■ Task input
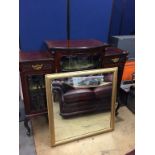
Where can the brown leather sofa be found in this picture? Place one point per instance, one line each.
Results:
(76, 101)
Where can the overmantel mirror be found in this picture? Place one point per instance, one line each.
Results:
(80, 104)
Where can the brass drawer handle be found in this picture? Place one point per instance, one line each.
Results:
(115, 60)
(37, 66)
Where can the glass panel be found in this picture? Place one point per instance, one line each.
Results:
(82, 105)
(37, 93)
(79, 62)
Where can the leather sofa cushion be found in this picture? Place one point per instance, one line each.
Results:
(77, 95)
(103, 91)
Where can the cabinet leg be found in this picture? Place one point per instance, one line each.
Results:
(27, 126)
(118, 106)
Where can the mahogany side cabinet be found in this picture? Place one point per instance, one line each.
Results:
(63, 56)
(33, 66)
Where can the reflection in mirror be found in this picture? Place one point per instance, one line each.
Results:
(82, 105)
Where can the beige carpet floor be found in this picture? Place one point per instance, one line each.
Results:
(79, 125)
(117, 142)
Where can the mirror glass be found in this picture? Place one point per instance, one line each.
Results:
(82, 105)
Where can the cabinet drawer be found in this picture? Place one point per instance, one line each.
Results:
(36, 66)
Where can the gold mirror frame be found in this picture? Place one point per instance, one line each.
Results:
(48, 80)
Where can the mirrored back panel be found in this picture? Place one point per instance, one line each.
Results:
(80, 104)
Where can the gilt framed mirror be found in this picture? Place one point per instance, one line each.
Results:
(80, 104)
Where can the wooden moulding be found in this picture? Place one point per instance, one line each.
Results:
(48, 80)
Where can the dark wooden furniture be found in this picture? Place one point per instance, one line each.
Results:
(110, 56)
(76, 50)
(75, 101)
(33, 66)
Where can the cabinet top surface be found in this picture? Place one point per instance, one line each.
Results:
(34, 56)
(74, 44)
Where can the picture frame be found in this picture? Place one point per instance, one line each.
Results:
(49, 78)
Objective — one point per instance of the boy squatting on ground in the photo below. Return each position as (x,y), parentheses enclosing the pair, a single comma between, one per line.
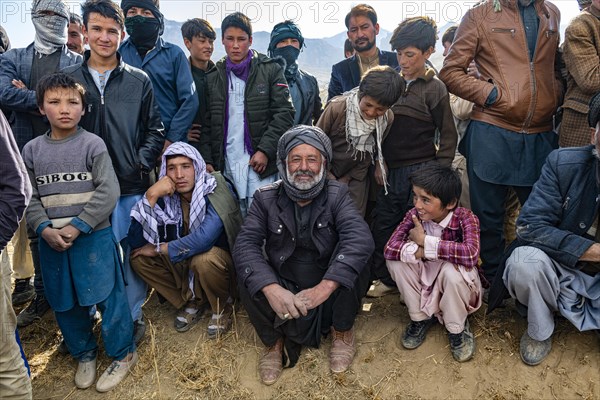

■ Stated exercise
Filter the records above down to the lines that contain the string "leather", and copy each of those lines without changes. Matching is case-sensitive.

■ Finished exercise
Where can the brown leather sofa be found in this picture? Place one point per instance, one line each.
Where can the leather sofa cushion be found in this picture? Place one point per instance, one line each.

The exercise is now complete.